_Exercise passage_.
»»

2019
inspiratie

Living soil

Vandana Shiva

4000 years ago the ancient Vedas of India had guided us: “Upon this handful of soil our survival depends. Care for it, and it will grow our food, our fuel, our shelter and surround us with beauty. Abuse it, and the soil will collapse and die, taking humanity with it.”

In living soil lies the prosperity and security of civilization. In the death of soil is the death of civilization.

We forget that we are Soil.

Food security is Soil Security. Chemical agriculture treats soil as inert and an empty container for chemical fertilizers. The new paradigm recognizes the soil as living, in which billions of soil organisms create soil fertility. Their wellbeing is vital to human wellbeing. Looked at from this point of view, the immediate aim of fertilization is not to increase yields and fertilize plants, but to build up soil fertility. This is exactly what Rudolf Steiner meant when he coined the famous phrase: ”Fertilization means nurturing a living soil.”

We have been mistakenly been led to believe that soil fertility comes from factories that earlier made explosives, now make synthetic fertilizers. As Albert Howard points out in the Agricultural testament,
“The feature of the manuring of the West is the use of artificial manures. The factories engaged during the Great War in the fixation of atmospheric nitrogen for the manufacture of explosives had to find other markets, the use of nitrogenous fertilizers in agriculture increased, until today the majority of farmers and market gardeners base their manurial program on the cheapest forms of nitrogen (N), phosphorus (P), and potassium (K) on the market. What may be conveniently described as the NPK mentality dominates farming alike in the experimental stations and the countryside. Vested interests, entrenched in time of national emergency, have gained a stranglehold.”

With their roots in war, synthetic fertilizers continue the war against the living soil. Mycorrhizae and earthworms do not survive the application of chemical fertilizers. Chemically fertilized soils lose their structure and their water holding capacity. They need more irrigation and are prone to erosion.

About two thirds of the nitrogen fertilizer applied is not taken up by the plant. It contaminates ground water with nitrate pollution. It contaminates surface waters, leading to eutrophication of rivers and lakes, and dead zones in coastal waters.

The Soil is a living system, with billions of soil organism weaving an intricate soil food web to create, maintain and renew soil fertility, on which all food production rests. As Howard stated “the birthright of every crop is health”.

««

_Extracted information_.

»»

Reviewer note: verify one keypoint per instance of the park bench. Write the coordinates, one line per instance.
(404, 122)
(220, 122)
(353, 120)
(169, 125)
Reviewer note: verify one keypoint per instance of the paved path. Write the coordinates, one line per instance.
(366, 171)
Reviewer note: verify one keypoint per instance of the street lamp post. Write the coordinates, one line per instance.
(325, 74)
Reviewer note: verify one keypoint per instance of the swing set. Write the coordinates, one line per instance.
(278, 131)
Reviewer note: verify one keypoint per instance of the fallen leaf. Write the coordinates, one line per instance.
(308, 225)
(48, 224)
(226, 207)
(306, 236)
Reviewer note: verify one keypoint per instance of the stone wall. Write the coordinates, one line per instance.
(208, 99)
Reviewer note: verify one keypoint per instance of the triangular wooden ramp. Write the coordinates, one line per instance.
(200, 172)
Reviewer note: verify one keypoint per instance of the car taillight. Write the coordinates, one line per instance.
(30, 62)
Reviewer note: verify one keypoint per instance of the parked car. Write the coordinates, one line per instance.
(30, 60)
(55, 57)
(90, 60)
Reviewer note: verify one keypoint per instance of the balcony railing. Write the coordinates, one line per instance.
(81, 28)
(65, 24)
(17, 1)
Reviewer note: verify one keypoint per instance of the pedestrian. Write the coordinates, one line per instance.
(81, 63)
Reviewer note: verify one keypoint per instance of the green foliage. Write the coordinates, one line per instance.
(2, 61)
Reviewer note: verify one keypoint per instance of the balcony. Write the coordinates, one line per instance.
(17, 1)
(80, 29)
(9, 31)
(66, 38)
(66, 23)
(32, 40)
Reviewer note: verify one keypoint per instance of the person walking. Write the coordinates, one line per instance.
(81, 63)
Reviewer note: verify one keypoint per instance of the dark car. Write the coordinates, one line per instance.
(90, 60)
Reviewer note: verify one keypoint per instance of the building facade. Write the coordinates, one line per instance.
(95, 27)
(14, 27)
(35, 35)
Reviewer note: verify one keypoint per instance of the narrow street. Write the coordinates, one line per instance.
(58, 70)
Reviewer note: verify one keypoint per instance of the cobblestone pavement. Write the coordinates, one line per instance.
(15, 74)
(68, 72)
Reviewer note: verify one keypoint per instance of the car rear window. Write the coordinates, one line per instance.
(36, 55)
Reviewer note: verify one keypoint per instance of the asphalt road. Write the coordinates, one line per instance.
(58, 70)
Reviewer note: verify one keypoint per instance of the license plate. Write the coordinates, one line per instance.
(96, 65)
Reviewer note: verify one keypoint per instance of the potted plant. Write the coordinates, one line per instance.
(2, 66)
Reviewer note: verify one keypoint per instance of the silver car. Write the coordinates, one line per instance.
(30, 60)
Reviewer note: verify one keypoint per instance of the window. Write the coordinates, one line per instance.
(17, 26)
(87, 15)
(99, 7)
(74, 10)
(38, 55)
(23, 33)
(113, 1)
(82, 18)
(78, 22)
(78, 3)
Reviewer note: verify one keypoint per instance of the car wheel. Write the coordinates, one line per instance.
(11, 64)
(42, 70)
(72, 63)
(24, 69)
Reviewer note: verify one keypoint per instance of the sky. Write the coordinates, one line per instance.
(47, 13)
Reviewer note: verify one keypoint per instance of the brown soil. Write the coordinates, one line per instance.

««

_Prompt_. Reproduce the essay on living soil word for word, from "With their roots" up to and including "prone to erosion.". These rows come from a separate source, not from the essay on living soil.

_Result of the task_.
With their roots in war, synthetic fertilizers continue the war against the living soil. Mycorrhizae and earthworms do not survive the application of chemical fertilizers. Chemically fertilized soils lose their structure and their water holding capacity. They need more irrigation and are prone to erosion.